Image point grounding data
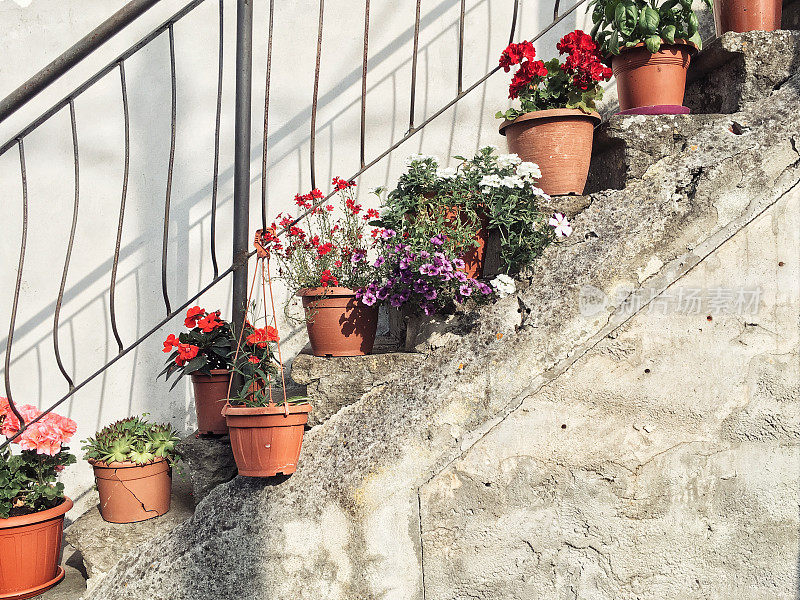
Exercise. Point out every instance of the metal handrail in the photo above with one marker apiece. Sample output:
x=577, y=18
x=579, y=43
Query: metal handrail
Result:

PROMPT:
Your reply should hold only the records, duplicated exactly, without any image.

RESPONSE TO THIS TASK:
Exercise. Point out every instance of the metal handrail in the photo above with one marker apiece. Sample output:
x=577, y=18
x=579, y=43
Query: metal handrail
Result:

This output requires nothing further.